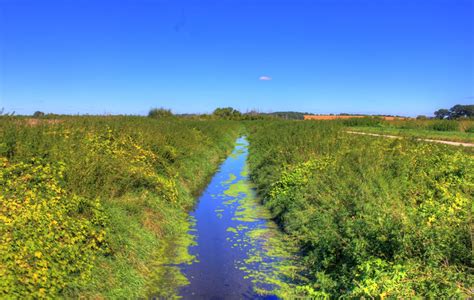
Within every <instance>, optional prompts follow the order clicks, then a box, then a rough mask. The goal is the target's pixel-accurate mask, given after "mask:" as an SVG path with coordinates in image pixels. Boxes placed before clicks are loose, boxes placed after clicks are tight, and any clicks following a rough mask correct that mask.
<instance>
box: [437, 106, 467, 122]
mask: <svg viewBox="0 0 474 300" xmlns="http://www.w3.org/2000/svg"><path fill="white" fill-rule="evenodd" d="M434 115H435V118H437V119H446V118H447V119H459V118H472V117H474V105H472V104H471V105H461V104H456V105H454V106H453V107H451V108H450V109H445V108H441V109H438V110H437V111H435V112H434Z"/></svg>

______

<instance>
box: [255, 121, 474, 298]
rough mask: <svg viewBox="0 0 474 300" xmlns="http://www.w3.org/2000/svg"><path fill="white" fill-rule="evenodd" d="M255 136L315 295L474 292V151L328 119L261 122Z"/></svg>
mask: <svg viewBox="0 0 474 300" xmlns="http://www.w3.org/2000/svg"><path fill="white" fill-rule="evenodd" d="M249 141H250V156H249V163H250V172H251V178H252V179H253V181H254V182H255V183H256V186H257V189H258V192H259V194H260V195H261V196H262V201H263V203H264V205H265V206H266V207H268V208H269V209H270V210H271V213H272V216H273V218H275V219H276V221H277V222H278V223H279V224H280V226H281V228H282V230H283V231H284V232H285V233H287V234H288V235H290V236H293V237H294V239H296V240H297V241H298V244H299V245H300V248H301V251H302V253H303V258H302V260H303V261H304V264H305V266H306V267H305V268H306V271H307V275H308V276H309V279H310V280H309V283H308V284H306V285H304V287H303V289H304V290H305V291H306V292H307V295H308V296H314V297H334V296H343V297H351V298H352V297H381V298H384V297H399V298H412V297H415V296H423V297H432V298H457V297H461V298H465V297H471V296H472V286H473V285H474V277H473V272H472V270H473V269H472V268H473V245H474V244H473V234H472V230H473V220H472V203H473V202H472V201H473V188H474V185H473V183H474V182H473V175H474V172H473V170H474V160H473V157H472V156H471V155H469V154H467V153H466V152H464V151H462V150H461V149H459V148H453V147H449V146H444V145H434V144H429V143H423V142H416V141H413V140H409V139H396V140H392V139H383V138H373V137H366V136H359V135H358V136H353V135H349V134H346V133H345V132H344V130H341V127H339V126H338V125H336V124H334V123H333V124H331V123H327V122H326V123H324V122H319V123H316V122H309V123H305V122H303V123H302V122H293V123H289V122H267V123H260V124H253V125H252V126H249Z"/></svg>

______

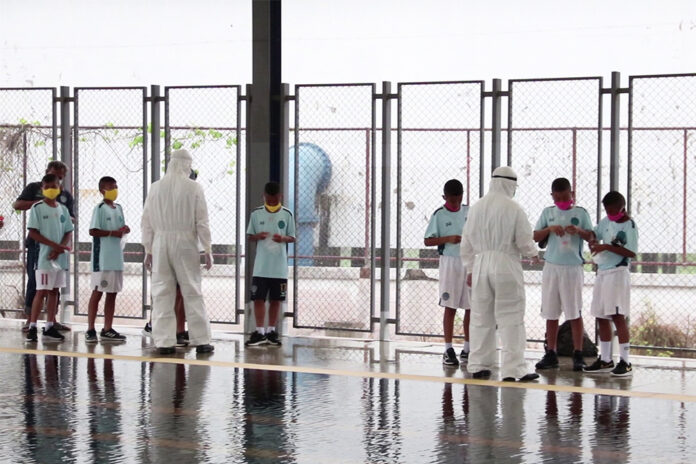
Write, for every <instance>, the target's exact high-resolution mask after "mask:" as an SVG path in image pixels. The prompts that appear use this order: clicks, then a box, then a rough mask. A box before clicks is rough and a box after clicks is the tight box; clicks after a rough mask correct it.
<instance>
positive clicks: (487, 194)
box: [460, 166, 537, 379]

______

**The problem:** How many lines of the items contain the word "coordinates"? Reply with the number alone.

**Your solution:** 1